__SUPPLIED DATA__
******

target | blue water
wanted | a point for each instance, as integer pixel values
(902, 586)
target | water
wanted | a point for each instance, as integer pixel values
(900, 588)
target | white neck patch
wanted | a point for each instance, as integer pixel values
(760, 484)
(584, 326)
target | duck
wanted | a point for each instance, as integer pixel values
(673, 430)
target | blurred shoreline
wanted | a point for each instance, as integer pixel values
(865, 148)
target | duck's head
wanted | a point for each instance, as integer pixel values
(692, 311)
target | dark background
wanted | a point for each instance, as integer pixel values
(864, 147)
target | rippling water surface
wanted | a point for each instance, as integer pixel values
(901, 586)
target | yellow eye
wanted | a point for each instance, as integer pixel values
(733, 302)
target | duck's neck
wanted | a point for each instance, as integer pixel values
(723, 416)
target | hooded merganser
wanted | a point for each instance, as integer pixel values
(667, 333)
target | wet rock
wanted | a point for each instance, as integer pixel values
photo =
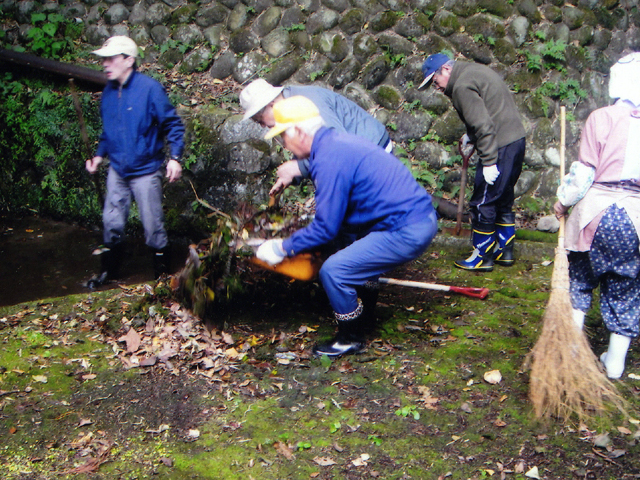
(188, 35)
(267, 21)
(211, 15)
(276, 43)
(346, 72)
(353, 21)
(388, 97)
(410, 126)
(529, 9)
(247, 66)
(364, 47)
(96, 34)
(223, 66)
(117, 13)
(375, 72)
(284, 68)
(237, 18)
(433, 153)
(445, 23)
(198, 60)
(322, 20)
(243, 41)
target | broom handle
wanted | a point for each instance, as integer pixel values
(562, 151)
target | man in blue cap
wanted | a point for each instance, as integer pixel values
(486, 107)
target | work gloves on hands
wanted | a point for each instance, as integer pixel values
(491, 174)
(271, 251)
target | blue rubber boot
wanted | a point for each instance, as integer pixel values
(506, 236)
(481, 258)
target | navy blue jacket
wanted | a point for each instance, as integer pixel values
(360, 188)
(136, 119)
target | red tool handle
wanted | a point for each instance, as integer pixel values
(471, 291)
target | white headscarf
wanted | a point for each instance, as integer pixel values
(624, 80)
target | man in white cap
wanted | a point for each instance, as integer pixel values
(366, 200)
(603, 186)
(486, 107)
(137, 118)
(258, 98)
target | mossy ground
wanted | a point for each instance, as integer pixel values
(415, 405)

******

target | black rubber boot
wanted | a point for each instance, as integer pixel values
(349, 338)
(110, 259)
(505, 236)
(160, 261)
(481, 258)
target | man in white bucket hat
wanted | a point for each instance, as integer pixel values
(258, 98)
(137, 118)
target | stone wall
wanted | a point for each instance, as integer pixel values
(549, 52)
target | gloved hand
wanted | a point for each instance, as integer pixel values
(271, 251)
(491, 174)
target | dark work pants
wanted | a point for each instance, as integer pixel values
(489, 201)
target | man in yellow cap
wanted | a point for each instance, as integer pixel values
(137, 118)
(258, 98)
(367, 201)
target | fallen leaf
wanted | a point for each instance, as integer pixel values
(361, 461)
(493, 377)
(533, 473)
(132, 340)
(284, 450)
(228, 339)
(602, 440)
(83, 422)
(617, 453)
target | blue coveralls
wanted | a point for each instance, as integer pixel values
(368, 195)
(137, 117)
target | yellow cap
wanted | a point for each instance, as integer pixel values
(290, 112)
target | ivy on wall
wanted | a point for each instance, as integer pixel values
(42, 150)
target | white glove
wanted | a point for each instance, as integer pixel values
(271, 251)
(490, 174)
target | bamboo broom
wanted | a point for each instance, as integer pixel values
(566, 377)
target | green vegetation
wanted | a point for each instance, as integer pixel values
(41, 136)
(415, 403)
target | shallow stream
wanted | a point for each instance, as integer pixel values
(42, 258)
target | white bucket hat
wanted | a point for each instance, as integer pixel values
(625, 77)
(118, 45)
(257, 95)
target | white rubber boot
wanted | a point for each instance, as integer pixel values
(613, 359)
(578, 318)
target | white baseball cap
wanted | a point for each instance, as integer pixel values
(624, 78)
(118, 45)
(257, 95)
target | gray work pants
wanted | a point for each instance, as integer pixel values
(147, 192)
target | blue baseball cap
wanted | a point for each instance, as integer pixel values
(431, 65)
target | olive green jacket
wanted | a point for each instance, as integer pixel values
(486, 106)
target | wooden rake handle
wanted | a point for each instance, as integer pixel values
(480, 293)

******

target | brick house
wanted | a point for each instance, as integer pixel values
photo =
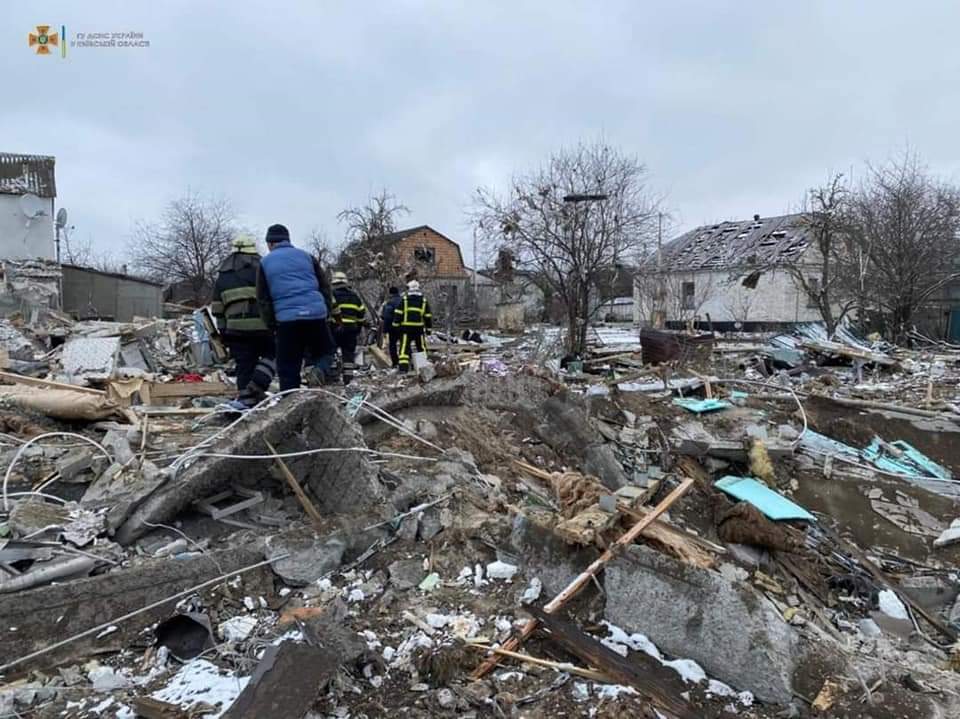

******

Throughout the records above, find the lines in which the word "broom" appears and return them.

target | broom handle
target | bamboo broom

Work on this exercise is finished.